EXTRAIT DU TEXTE:
NOËL ARRIVE...
Catholique pratiquant, Lepold Sédar Senghor a su, avec intelligence, forger la nation sénégalaise en s’appuyant sur ses ressorts et ses valeurs cardinales qui ont cimenté les communautés
Noël au chaud ! Le temps de référence change. L’atmosphère hésite entre douceur et fraîcheur. Peu importent les évolutions saisonnières, le culte subsiste. A cet égard, nos frères chrétiens se montrent toujours enthousiastes pour célébrer la Nativité avec ferveur et jovialité. A l’approche de la fête et en habits de lumières, Dakar, la capitale, donnait le ton. Avec faste. Les rues s’illuminaient de mille feux, enjolivant les soirées plongées dans une ambiance féérique la dernière semaine de l’année qui s’achève. Au Sénégal, cette fête appartient en principe à la minorité catholique dont les moments de réjouissance se diffusent à une vaste échelle d’un pays majoritairement musulman !
Le Sénégal offre ainsi à la face du monde le visage lisse d’une nation diverse, ouverte et tolérante où coexistent, sans heurts, toutes les confessions religieuses. Les lieux de culte (églises et mosquées) voisinent ou jalonnent les quartiers dans une belle harmonie. Le dialogue islamo-chrétien a de profondes racines pour faire fleurir la paix, socle de vie d’une société qui accepte les différences et les nourrit même si elle ne les entretient proprement.
Ces acquis, fruit d’une tradition séculaire, structurent les rapports entre hommes et femmes qui, en s’appropriant la lettre, acquièrent l‘esprit et développent une puissante culture de paix. Celle-ci prévaut dans le pays. Les familles conjuguent la paix dans tous les temps. Elles la vivent dans leur chair. Par tous les moyens, elles tentent de préserver ce précieux héritage qui est un entrelacement de destins croisés, un enchevêtrement de parcours mais aussi et surtout un idéal de vie partagé.

CONSIGNE 1:
D'après l'article sur Noël au Sénégal, quelle ville donnait le ton à l'approche de la fête ?
CONSIGNE 2:
Poursuivez l'article sur Noël au Sénégal à partir de sa dernière phrase.
Les lignes qui viennent ensuite ne sont pas nécessaires.

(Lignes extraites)
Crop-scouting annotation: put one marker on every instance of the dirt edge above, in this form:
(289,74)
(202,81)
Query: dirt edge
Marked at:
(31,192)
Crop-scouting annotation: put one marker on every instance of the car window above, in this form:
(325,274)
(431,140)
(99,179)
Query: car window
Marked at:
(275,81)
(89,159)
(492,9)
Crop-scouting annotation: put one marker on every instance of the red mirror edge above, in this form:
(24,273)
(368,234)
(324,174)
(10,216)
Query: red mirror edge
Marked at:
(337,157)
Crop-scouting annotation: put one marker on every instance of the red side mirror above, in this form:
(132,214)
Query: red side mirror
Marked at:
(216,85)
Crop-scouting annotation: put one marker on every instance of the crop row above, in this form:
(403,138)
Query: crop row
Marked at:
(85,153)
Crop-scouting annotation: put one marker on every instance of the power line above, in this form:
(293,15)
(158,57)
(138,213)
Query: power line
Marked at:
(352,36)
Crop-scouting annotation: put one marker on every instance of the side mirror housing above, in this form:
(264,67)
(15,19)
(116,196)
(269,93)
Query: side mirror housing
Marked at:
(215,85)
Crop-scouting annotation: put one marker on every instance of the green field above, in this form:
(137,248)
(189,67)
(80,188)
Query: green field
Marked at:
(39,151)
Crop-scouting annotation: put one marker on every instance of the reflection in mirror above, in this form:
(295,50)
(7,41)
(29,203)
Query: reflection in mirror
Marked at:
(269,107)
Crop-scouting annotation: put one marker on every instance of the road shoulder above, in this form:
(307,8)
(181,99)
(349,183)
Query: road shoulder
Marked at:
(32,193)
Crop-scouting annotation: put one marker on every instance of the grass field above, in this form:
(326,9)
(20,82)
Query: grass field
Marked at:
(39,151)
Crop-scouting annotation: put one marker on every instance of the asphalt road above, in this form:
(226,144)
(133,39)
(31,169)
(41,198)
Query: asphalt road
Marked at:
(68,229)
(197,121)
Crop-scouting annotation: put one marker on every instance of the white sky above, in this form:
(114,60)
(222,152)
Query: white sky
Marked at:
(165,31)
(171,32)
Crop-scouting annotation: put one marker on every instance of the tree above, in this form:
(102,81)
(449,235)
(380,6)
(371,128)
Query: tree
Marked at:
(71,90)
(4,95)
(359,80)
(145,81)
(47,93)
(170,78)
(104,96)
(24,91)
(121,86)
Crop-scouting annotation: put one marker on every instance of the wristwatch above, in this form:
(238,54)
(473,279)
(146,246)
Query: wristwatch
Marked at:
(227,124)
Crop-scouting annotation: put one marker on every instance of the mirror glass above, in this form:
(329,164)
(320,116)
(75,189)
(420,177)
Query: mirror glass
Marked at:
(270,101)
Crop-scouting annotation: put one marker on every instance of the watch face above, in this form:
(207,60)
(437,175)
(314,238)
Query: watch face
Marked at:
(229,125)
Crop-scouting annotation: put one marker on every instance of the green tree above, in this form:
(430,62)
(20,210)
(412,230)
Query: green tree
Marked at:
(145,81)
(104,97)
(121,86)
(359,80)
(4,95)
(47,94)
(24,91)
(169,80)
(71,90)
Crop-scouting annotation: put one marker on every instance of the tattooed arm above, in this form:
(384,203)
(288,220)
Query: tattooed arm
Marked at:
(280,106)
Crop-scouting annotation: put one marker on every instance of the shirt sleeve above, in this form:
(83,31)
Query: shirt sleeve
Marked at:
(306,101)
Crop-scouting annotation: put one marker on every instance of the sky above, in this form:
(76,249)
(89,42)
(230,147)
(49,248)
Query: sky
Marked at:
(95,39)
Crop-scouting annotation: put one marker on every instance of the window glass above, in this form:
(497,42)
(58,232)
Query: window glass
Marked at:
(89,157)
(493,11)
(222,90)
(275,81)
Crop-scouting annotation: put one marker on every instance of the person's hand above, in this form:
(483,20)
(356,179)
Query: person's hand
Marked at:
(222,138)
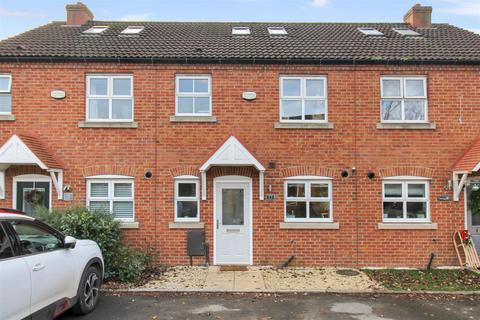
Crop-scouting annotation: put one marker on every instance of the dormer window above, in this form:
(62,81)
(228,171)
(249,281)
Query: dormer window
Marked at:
(370,31)
(277,31)
(406,32)
(240,31)
(96,29)
(133,30)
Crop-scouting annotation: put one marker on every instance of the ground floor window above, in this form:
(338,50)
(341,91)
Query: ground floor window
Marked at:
(187,198)
(405,199)
(308,199)
(112,194)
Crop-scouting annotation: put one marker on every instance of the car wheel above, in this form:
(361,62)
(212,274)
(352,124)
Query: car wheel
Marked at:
(88,292)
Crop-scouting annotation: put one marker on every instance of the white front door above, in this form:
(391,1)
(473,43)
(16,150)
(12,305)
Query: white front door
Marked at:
(233,220)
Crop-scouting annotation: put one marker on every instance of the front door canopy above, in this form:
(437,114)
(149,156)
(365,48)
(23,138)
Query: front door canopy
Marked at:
(468,163)
(232,153)
(28,150)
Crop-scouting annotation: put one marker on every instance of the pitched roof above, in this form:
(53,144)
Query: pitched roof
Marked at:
(213,42)
(469,159)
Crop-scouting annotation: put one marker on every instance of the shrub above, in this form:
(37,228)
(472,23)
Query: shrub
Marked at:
(121,262)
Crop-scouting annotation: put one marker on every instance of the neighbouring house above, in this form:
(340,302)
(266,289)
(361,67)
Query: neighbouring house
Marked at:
(346,144)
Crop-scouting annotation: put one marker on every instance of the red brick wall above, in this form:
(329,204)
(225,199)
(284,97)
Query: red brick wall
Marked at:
(169,149)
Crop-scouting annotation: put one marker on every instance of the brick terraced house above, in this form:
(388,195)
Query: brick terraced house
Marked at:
(345,144)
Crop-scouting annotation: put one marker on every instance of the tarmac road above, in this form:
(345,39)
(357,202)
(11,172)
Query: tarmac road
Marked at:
(284,306)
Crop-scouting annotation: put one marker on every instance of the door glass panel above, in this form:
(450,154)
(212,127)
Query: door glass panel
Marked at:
(232,207)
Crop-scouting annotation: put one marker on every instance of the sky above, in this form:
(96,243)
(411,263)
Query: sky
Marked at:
(17,16)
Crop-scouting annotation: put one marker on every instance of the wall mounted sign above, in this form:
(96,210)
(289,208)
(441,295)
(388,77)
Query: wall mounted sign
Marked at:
(443,198)
(58,94)
(249,95)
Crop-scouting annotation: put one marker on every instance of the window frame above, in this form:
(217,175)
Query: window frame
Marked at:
(402,98)
(179,94)
(7,92)
(405,181)
(177,198)
(303,97)
(110,97)
(111,181)
(308,181)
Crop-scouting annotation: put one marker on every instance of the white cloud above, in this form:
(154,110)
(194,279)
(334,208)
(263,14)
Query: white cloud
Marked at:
(319,3)
(462,7)
(21,14)
(136,17)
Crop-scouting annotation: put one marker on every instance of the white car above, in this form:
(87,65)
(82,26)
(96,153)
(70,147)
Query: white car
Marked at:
(44,273)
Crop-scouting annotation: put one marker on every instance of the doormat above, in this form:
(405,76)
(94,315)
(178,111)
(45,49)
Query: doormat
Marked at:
(233,268)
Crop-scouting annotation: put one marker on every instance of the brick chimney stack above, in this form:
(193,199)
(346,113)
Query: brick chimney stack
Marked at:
(419,16)
(78,14)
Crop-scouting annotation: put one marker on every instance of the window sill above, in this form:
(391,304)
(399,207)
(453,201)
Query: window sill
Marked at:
(107,124)
(310,225)
(186,225)
(210,119)
(407,126)
(7,117)
(408,226)
(295,125)
(128,225)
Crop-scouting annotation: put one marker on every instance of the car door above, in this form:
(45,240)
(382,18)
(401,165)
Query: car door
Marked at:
(52,267)
(14,280)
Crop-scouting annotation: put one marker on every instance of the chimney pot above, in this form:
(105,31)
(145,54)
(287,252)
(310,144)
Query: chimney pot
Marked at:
(78,14)
(419,16)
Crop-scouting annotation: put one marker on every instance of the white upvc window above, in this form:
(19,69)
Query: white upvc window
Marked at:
(114,194)
(110,98)
(5,94)
(406,199)
(187,199)
(308,199)
(404,99)
(303,99)
(193,95)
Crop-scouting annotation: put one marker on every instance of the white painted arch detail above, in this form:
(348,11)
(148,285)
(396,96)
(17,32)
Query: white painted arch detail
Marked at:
(232,153)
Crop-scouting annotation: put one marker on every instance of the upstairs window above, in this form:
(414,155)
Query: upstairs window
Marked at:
(406,199)
(404,99)
(193,95)
(133,30)
(303,99)
(110,98)
(187,199)
(96,30)
(240,31)
(308,199)
(111,194)
(5,94)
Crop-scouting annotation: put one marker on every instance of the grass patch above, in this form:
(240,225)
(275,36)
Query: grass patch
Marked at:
(431,280)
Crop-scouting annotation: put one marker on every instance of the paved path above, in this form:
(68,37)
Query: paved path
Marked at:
(291,307)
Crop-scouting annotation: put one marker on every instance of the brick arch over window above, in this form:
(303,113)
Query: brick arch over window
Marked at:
(121,170)
(406,171)
(308,171)
(185,171)
(233,171)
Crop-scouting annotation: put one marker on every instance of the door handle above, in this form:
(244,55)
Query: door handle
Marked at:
(38,267)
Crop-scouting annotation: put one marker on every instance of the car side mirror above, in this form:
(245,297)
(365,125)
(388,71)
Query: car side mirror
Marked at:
(69,242)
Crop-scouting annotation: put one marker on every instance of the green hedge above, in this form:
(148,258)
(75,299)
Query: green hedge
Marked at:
(122,263)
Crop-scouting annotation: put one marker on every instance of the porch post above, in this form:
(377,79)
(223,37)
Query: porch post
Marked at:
(2,184)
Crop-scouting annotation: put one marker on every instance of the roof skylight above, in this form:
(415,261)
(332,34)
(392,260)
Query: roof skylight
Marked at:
(406,32)
(240,31)
(96,29)
(277,31)
(133,30)
(370,31)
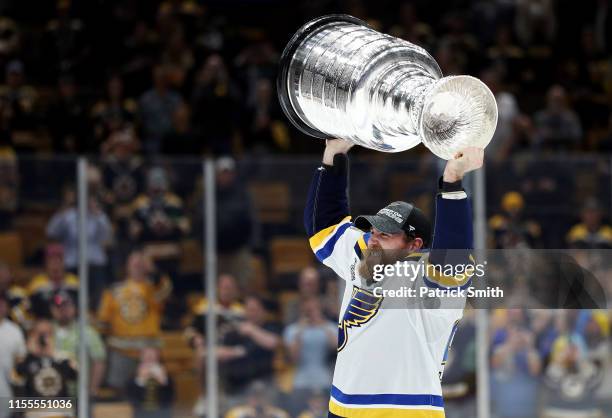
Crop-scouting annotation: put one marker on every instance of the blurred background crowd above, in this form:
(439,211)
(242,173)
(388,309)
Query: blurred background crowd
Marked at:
(145,89)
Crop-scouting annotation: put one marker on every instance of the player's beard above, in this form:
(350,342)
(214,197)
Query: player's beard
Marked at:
(377,256)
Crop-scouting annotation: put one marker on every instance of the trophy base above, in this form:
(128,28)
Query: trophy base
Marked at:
(284,64)
(459,112)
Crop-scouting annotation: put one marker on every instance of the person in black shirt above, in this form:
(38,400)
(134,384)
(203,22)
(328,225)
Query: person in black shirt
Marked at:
(152,390)
(41,373)
(247,351)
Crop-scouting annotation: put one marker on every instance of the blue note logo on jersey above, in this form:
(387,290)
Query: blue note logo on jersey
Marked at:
(362,307)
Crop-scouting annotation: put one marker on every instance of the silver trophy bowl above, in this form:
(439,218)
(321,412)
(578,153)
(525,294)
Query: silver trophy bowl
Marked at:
(341,79)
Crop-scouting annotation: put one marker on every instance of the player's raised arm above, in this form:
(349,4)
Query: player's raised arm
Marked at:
(453,228)
(326,216)
(327,202)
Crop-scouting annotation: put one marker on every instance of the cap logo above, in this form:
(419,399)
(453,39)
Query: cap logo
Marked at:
(397,217)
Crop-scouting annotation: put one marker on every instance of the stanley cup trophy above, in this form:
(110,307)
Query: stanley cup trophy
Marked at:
(340,78)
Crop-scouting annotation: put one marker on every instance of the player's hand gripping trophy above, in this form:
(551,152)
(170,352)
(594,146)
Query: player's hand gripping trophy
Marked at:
(339,78)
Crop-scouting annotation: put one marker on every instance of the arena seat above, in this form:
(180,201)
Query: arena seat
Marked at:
(191,261)
(11,249)
(112,409)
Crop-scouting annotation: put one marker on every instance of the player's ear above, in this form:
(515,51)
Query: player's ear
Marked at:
(417,243)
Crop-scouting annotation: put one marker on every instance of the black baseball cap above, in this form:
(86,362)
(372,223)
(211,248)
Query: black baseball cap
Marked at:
(398,217)
(62,297)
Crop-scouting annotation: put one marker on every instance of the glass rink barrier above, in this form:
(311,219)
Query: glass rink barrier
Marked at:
(109,268)
(549,229)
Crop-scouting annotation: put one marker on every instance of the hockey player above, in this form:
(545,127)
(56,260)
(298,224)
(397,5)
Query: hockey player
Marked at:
(389,361)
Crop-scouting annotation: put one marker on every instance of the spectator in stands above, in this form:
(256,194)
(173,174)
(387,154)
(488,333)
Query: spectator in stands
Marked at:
(43,286)
(234,223)
(158,221)
(22,99)
(66,335)
(318,405)
(66,45)
(504,138)
(604,145)
(124,177)
(516,367)
(10,36)
(151,390)
(459,384)
(216,107)
(574,372)
(9,173)
(228,307)
(130,316)
(141,48)
(259,404)
(13,349)
(557,125)
(535,22)
(591,232)
(181,140)
(265,129)
(68,120)
(156,107)
(259,60)
(64,228)
(247,350)
(311,340)
(16,296)
(510,228)
(309,287)
(42,373)
(178,57)
(113,112)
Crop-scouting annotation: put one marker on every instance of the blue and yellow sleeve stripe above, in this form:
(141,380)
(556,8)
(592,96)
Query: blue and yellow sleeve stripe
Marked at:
(324,241)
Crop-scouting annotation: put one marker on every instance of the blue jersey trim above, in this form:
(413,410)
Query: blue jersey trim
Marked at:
(387,399)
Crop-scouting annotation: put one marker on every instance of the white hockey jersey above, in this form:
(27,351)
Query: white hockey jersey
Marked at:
(390,361)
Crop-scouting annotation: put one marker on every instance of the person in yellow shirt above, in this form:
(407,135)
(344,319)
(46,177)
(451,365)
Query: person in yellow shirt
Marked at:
(54,278)
(130,316)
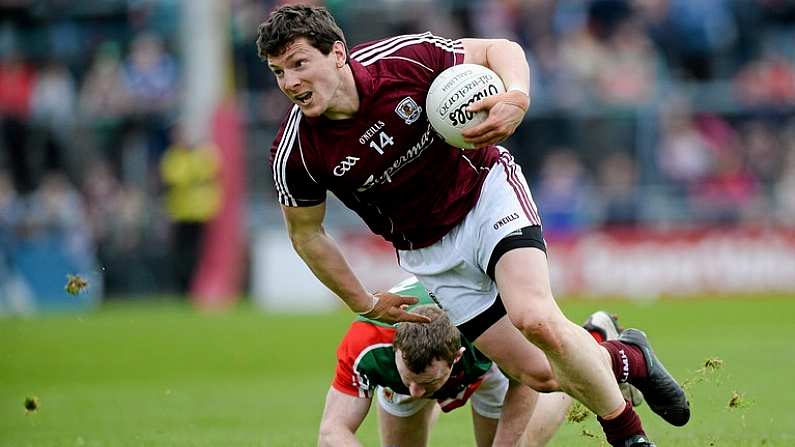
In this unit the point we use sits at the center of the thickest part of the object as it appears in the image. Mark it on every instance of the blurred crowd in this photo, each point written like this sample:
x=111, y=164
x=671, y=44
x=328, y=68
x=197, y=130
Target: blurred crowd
x=653, y=112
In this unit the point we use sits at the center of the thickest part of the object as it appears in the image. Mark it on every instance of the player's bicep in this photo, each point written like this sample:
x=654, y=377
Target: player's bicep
x=303, y=222
x=343, y=411
x=475, y=50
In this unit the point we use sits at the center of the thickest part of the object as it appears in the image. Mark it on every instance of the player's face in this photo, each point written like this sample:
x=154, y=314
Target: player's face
x=427, y=382
x=308, y=77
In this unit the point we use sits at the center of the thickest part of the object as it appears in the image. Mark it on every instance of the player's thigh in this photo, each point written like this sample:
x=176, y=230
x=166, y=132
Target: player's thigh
x=485, y=429
x=411, y=430
x=504, y=344
x=549, y=415
x=522, y=277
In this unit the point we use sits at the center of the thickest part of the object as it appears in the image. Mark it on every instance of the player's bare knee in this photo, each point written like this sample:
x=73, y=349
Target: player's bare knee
x=545, y=383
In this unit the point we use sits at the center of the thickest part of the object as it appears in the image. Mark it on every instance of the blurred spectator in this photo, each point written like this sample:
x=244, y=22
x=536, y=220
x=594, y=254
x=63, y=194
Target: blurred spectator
x=728, y=192
x=618, y=190
x=56, y=213
x=763, y=151
x=694, y=35
x=785, y=184
x=17, y=80
x=124, y=224
x=103, y=104
x=769, y=80
x=562, y=192
x=53, y=107
x=684, y=154
x=150, y=76
x=628, y=69
x=190, y=174
x=613, y=57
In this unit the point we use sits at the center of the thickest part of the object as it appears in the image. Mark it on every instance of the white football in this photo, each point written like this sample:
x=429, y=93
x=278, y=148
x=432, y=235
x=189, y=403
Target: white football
x=451, y=92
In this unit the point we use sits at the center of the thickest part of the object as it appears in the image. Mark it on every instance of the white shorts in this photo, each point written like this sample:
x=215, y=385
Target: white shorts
x=486, y=400
x=454, y=268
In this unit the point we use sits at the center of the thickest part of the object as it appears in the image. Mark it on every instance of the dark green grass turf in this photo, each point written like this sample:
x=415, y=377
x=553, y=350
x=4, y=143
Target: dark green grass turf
x=161, y=374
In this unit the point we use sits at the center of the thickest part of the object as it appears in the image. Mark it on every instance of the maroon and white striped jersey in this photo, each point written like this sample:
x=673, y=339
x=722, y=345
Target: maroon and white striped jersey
x=385, y=163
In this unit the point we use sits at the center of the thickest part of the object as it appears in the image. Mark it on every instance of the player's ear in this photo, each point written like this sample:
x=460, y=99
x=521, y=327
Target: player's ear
x=340, y=53
x=459, y=354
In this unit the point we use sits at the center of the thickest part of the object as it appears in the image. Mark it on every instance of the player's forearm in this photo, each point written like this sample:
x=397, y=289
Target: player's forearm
x=323, y=256
x=516, y=411
x=509, y=61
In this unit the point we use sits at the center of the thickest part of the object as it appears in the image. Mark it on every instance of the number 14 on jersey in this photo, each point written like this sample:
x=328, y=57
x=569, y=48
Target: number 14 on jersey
x=384, y=140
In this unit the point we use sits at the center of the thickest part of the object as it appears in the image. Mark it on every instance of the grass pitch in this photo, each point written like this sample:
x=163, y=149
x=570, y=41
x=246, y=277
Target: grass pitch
x=161, y=374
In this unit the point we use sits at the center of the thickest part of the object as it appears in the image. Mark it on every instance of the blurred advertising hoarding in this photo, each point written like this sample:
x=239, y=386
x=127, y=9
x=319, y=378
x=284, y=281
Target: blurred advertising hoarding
x=632, y=264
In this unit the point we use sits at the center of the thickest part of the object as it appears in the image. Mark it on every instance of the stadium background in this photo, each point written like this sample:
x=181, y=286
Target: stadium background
x=134, y=137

RÉPONSE 1:
Dakar, la capitale.

RÉPONSE 2:
Que de cimetières catholiques incorporant des tombes de musulmans ! Que de lieux de cultes chrétiens disséminés dans des zones à forte prédominance musulmane ! Plusieurs facteurs se conjuguent pour donner naissance à ce trait socioculturel éminent. Mais un homme l’a incarné au plus haut point : Léopold Sédar Senghor, premier président de la République. Catholique pratiquant, ce grammairien agrégé, poète de haute facture, a su, avec intelligence, forger la nation sénégalaise en s’appuyant sur ses ressorts et ses valeurs cardinales qui ont cimenté les communautés. Lesquelles ont fini de faire de leurs différences, une richesse chantée, louée et vantée.
Cette singularité bien sénégalaise se reflète dans de nombreuses familles mixtes, à l’école, dans les corps assermentés, les pouvoirs politiques, économiques et sociaux. A l’inauguration au mois de septembre dernier de la majestueuse mosquée Massalikoul Djinane, l’archevêque Benjamin Ndiaye, à la tête d’une délégation de l’Archidiocèse de Dakar, a rendu visite à Sérigne Mountakha MBacké, Khalife Général des Mourides. Mémorable rencontre ponctuée d’amabilités entre deux hommes de Dieu qui ont su parler le même langage de paix pour se comprendre et envoyer un signal clair aux croyants.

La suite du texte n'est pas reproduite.